> **WHAT THE TASK REQUIRES**
Write down the data below line for line, without the pictures.

◆ ◆ ◆ ◆ ◆

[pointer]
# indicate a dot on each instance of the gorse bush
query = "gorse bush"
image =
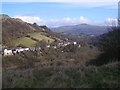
(109, 44)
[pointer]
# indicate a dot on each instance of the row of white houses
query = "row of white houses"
(7, 52)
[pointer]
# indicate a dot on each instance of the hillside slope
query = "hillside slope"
(14, 28)
(81, 28)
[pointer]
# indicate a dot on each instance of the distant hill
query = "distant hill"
(81, 28)
(16, 29)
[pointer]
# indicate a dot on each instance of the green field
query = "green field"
(39, 36)
(28, 42)
(25, 41)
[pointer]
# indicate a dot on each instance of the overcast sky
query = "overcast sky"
(62, 12)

◆ ◆ ◆ ◆ ◆

> **FINISHED TASK**
[pointer]
# indicate a dot on each instance of the gorse bush
query = "gorse bush"
image =
(109, 44)
[pointer]
# indicate a dot on each instance of the row of white houses
query = "row of white houses"
(7, 52)
[pointer]
# indicate a dot on each instance of the hillside slope
query = "hillside slope"
(14, 28)
(81, 28)
[pointer]
# indicate a dot on each instance of the distant hill
query = "distant hill"
(81, 28)
(16, 29)
[pointer]
# indicate a dot on each instance of the green field
query = "green field"
(39, 36)
(28, 42)
(25, 41)
[pointer]
# indicate a dot on each instance of the overcast sky
query = "overcast sky"
(62, 12)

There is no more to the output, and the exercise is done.